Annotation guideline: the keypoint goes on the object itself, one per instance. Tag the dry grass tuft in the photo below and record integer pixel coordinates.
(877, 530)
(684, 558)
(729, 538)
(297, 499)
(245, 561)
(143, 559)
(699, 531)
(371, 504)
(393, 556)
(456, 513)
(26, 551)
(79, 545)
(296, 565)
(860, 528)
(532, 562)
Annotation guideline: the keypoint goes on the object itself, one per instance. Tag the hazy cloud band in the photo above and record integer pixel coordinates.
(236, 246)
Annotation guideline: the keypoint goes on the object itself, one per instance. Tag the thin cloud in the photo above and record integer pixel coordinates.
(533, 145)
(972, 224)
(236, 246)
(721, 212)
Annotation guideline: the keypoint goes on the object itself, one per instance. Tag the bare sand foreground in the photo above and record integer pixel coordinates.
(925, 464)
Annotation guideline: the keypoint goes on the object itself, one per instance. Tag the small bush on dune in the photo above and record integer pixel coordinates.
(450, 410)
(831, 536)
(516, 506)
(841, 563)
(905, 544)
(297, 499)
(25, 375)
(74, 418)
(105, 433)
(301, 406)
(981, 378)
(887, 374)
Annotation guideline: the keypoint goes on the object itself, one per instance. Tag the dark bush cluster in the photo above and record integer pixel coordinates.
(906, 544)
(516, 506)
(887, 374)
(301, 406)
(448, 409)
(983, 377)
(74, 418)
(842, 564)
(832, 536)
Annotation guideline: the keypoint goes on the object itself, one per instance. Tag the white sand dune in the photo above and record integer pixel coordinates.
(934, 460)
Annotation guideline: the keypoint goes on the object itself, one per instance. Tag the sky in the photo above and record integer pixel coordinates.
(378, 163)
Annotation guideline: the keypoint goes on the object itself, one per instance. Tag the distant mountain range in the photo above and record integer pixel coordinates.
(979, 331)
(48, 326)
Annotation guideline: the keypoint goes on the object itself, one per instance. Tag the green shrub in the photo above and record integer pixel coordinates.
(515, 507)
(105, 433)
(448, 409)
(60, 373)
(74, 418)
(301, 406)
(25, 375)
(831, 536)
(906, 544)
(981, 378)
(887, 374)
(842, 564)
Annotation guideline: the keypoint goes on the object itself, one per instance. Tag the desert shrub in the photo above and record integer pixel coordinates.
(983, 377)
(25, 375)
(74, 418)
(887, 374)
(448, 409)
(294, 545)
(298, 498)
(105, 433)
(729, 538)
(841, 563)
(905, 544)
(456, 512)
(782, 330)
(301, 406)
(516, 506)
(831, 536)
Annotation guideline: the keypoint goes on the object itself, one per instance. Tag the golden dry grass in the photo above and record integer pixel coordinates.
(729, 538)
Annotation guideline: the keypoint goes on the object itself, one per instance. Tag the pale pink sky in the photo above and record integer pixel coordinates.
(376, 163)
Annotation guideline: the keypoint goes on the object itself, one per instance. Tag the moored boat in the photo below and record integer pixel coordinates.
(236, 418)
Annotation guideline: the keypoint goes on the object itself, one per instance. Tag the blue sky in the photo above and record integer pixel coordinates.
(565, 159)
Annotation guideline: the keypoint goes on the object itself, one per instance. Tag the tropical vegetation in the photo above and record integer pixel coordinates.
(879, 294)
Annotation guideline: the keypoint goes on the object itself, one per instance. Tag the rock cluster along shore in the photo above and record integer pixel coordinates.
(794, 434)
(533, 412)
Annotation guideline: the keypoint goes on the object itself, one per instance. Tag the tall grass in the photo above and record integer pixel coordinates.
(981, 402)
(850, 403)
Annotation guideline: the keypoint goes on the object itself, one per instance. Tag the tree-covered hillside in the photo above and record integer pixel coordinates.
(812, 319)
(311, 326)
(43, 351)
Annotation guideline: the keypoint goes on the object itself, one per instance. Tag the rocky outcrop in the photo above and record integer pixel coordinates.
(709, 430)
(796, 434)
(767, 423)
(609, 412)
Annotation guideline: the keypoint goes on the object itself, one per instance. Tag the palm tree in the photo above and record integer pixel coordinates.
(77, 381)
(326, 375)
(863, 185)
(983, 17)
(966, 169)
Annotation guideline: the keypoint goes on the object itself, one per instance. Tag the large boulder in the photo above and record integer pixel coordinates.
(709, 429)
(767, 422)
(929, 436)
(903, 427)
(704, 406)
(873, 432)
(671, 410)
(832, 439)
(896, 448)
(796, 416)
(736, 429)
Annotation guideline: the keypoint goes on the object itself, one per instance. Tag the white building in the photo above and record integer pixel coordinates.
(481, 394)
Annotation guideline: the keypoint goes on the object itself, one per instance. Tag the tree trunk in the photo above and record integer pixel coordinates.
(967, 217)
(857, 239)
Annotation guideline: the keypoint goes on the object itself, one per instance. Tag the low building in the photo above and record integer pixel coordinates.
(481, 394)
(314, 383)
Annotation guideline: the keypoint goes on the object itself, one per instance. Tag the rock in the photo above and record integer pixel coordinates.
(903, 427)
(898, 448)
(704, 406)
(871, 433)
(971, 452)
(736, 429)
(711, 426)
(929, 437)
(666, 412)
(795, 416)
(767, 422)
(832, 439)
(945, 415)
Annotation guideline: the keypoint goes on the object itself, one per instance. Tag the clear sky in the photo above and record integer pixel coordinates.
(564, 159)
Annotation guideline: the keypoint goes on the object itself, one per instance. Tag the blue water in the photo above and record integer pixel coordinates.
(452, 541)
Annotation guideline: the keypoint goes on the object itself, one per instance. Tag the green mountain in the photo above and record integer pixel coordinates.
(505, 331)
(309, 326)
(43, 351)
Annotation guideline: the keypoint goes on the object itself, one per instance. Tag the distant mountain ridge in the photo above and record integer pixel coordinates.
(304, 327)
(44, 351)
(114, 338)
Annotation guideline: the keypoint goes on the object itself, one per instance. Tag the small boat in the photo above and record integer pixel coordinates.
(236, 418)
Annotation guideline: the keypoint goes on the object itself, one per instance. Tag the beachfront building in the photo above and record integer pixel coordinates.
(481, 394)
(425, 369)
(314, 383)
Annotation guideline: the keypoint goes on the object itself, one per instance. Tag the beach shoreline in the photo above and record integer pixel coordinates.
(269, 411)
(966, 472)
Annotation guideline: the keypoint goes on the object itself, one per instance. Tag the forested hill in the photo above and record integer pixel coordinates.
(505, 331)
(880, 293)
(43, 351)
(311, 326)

◆ **Instruction**: Write out all of the data above again, swapping "integer pixel coordinates" for "whole-number pixel coordinates" everywhere it appears. Change nothing else.

◆ **Complete output**:
Annotation guideline: the keypoint goes on the object itself, one per instance. Tag the dry grass tuft in the photo below and record whole-number pixel coordinates.
(877, 530)
(684, 558)
(729, 538)
(297, 499)
(245, 561)
(143, 559)
(699, 531)
(371, 504)
(393, 556)
(456, 513)
(26, 551)
(79, 545)
(296, 565)
(860, 528)
(532, 562)
Annotation guideline: the keypoint goes on the object itself, one per instance. Tag the hazy cloud band in the photo above and record whole-number pixel coordinates.
(236, 246)
Annotation guideline: the keypoint goes on the object itself, one per instance. Tag the thin cloud in the photo above and record whole-number pixel coordinates.
(533, 145)
(972, 224)
(236, 246)
(721, 212)
Annotation guideline: the keypoint goes on the object itself, one per instance. Tag the bare sand foreground in the photo above and record whole-number pixel coordinates.
(925, 464)
Annotation guideline: the keypoint goes on the object itself, one per instance. Tag the small bush on dune in the photo above and record whole-number pixel coordinates.
(450, 410)
(831, 536)
(516, 506)
(841, 563)
(905, 544)
(297, 499)
(25, 375)
(74, 418)
(105, 433)
(301, 406)
(981, 378)
(887, 374)
Annotation guideline: the keypoint goes on the object itself, one per instance. Tag the dark bush cluster in the photo above and record whole-number pixel coordinates.
(906, 544)
(516, 506)
(887, 374)
(301, 406)
(448, 409)
(983, 377)
(74, 418)
(842, 564)
(832, 536)
Annotation guideline: the keypoint goes on the object itself, one per instance. Tag the white sand dune in the photo above and record whole-number pixel coordinates.
(934, 460)
Annotation guideline: the keypoint goes on the object itself, one per instance. Tag the sky in the photo above and record whole-number pixel coordinates.
(378, 163)
Annotation guideline: the keypoint goes on the object itself, one per instance. Tag the distant mountain range in the photo above and record whole-number pixel coordinates.
(979, 331)
(48, 326)
Annotation guideline: the keypoint goes on the object itself, one per instance. Tag the green shrub in the photo above and record whole-number pixel coordinates.
(515, 507)
(105, 433)
(448, 409)
(60, 373)
(74, 418)
(301, 406)
(25, 375)
(831, 536)
(906, 544)
(981, 378)
(887, 374)
(842, 564)
Annotation guideline: the keypoint goes on the object itself, one per instance. Tag the desert shrub in the photo above and record whole-number pixel coordinates.
(983, 377)
(25, 375)
(74, 418)
(887, 374)
(448, 409)
(294, 545)
(298, 498)
(105, 433)
(729, 538)
(841, 563)
(905, 544)
(456, 512)
(782, 330)
(301, 406)
(516, 506)
(831, 536)
Annotation guideline: the keypoint goes on the object itself, one per instance. Tag the golden dry grass in the photo above and record whole-number pixel coordinates.
(729, 538)
Annotation guideline: the keypoint goes on the object itself, one per instance. Tag the pale pink sky in the photo above and record whole-number pixel coordinates.
(376, 163)
Annotation guideline: the keypoint goes on the object itself, one per instance. Tag the moored boat in the photo below and record whole-number pixel coordinates.
(236, 418)
Annotation guideline: the keypoint goes on the object itself, one per instance. Tag the blue sky in the photo above and record whole-number pixel coordinates.
(565, 159)
Annotation guideline: the keypoint goes on the object itself, one per instance. Tag the tropical vegetation in the photo above and record whole-number pixel coordinates.
(879, 294)
Annotation guideline: the keypoint goes on the object itself, one per instance. Tag the rock cluster along shore in the photo above and record whole-number pixel coordinates.
(794, 434)
(533, 412)
Annotation guideline: the keypoint goes on the object itself, one per instance. Tag the tall grass in the photo above and record whole-number pixel coordinates.
(981, 402)
(850, 403)
Annotation guideline: the keypoint goes on the object itself, one per instance. Tag the tree-covered hillside in the photo above and record whole-number pixel coordinates.
(812, 319)
(311, 326)
(43, 351)
Annotation guideline: the keypoint goes on the object itself, one per instance. Tag the rocky outcrop in the photo above and record whole-number pixel coordinates.
(709, 430)
(796, 434)
(767, 423)
(609, 412)
Annotation guideline: the keypoint goes on the object itself, one per instance. Tag the palm tree in the photo above and record whole-number pixel coordinates.
(77, 381)
(326, 375)
(863, 185)
(983, 17)
(966, 169)
Annotation guideline: the keypoint goes on the object itself, one per instance. Tag the large boulder in the photo above and record whole-number pixel coordinates.
(709, 429)
(767, 422)
(929, 436)
(903, 427)
(704, 406)
(873, 432)
(671, 410)
(832, 439)
(896, 448)
(796, 416)
(736, 429)
Annotation guideline: the keypoint goes on the object itself, one per instance. Tag the white building in the photo above and record whole-number pixel coordinates.
(481, 394)
Annotation guideline: the keypoint goes on the object itself, one per instance. Tag the tree trunk in the photo above and record whole-number pixel coordinates.
(967, 217)
(857, 239)
Annotation guideline: the keypoint goes on the object itself, one per instance. Tag the low building in the photo above and record whole-number pixel coordinates.
(481, 394)
(314, 383)
Annotation guideline: the keypoint goes on the object itself, one per instance. Tag the rock in the photo above and record whole-number pixel coordinates.
(903, 427)
(898, 448)
(704, 406)
(871, 433)
(971, 452)
(736, 429)
(711, 426)
(929, 437)
(666, 412)
(795, 416)
(767, 422)
(832, 439)
(945, 415)
Annotation guideline: the keypoint goes on the object itself, one per instance. Tag the clear sky in the photo above and record whole-number pixel coordinates.
(564, 159)
Annotation guideline: the keypoint goes on the object itself, one per instance. Tag the blue water in the photo above and record whole-number pixel coordinates.
(452, 541)
Annotation guideline: the keypoint goes on the object itself, one per instance. Tag the green mountain in the photo above and record whole-number pixel coordinates.
(505, 331)
(309, 326)
(43, 351)
Annotation guideline: the keypoint goes on the object itself, one per instance. Tag the distant mountain ridge in the photo above and record whole-number pixel coordinates.
(304, 327)
(44, 351)
(114, 338)
Annotation guideline: the keypoint goes on the object itself, one per instance. Tag the small boat in the photo above and record whole-number pixel coordinates.
(236, 418)
Annotation guideline: the keypoint goes on the object itself, one per instance. Tag the beachfront building in the photo above and record whole-number pixel coordinates.
(481, 394)
(425, 369)
(314, 383)
Annotation guideline: the keypoint goes on the object itself, one per instance. Tag the beach shoreline in the photo above and record whole-number pixel coordinates.
(269, 411)
(966, 472)
Annotation guideline: the keypoint goes on the object itself, one per instance. Tag the forested hill in the photo above and record whole-number pixel coordinates.
(505, 331)
(880, 293)
(43, 351)
(311, 326)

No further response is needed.